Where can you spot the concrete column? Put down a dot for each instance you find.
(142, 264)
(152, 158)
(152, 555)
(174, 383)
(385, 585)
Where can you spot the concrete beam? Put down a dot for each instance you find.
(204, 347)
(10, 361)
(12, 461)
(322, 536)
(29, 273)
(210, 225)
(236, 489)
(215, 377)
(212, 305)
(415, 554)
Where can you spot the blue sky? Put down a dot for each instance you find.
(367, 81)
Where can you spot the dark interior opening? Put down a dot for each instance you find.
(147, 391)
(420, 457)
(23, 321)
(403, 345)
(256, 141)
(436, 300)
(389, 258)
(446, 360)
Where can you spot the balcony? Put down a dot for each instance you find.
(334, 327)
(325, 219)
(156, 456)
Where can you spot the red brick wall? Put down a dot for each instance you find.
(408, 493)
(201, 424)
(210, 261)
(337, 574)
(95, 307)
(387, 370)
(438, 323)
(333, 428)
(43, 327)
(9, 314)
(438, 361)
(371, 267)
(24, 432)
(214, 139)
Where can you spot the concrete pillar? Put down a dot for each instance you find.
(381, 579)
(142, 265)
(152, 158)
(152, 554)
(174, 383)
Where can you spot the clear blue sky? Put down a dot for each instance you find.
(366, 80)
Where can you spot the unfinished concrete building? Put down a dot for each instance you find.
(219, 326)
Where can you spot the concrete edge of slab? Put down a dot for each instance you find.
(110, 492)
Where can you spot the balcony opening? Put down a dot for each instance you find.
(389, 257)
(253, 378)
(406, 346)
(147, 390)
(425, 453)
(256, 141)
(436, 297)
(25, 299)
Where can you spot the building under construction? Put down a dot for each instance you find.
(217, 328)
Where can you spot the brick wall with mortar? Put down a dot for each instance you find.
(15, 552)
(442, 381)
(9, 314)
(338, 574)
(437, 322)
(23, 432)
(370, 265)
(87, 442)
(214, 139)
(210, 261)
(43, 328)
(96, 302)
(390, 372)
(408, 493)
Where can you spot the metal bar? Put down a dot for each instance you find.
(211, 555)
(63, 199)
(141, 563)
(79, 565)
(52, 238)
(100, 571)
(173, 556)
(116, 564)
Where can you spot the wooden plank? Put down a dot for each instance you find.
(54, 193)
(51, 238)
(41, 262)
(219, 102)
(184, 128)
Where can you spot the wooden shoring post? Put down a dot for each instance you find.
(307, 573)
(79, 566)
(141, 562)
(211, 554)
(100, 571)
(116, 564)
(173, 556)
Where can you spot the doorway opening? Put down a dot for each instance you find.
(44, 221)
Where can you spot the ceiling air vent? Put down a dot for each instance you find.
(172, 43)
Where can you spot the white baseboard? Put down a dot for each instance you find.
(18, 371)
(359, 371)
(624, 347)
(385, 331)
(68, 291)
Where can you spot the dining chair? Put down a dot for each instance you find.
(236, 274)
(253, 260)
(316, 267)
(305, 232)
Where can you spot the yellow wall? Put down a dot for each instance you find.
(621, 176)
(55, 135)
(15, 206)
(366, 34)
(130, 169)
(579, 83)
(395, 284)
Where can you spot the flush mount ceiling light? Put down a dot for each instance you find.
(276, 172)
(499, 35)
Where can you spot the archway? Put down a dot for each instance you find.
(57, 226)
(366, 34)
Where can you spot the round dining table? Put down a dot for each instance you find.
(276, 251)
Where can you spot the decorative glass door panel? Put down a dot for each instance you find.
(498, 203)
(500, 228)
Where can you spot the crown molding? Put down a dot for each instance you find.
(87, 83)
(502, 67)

--- Aufgabe ---
Schreib die Zeilen unverändert ab, beginnend mit der Zeile, in der „Where can you spot the wooden plank?“ steht, und endend mit der letzten Zeile. Beide Grenzen gehören dazu.

--- Ergebnis ---
Where can you spot the wooden plank? Put down a dot for each instance you find.
(54, 193)
(51, 238)
(41, 262)
(219, 102)
(184, 128)
Where can you spot the wooden shoring post? Put down a dot for each instance you find.
(307, 573)
(79, 566)
(141, 562)
(211, 554)
(100, 571)
(116, 564)
(173, 556)
Where can you spot the doorway opening? Put down a dot for each instance you find.
(44, 221)
Where can you spot the ceiling air vent? Put down a dot for each instance you find.
(172, 43)
Where can you spot the white baseboard? Put down a dot for each instance you find.
(18, 371)
(359, 371)
(624, 347)
(385, 331)
(68, 291)
Where can you spot the dining chair? Put down a dot for each instance you find.
(236, 274)
(253, 260)
(316, 267)
(305, 232)
Where can you spot the yellow wall? Put down a dot for each instance you find.
(621, 176)
(55, 135)
(15, 206)
(366, 34)
(130, 169)
(579, 83)
(395, 284)
Where can you spot the flush mount ceiling light? Put down a dot for each instance you find.
(276, 172)
(499, 35)
Where can you spot the archway? Put down a dot for each instance you find.
(57, 226)
(366, 34)
Where can you spot the round dining table? Put down a dot for each instance you find.
(276, 251)
Where can you spot the decorative glass door panel? Put down a dot for each instance you find.
(498, 203)
(500, 228)
Where can you spot the crown molding? Put down a dot for each instance you find.
(87, 83)
(502, 67)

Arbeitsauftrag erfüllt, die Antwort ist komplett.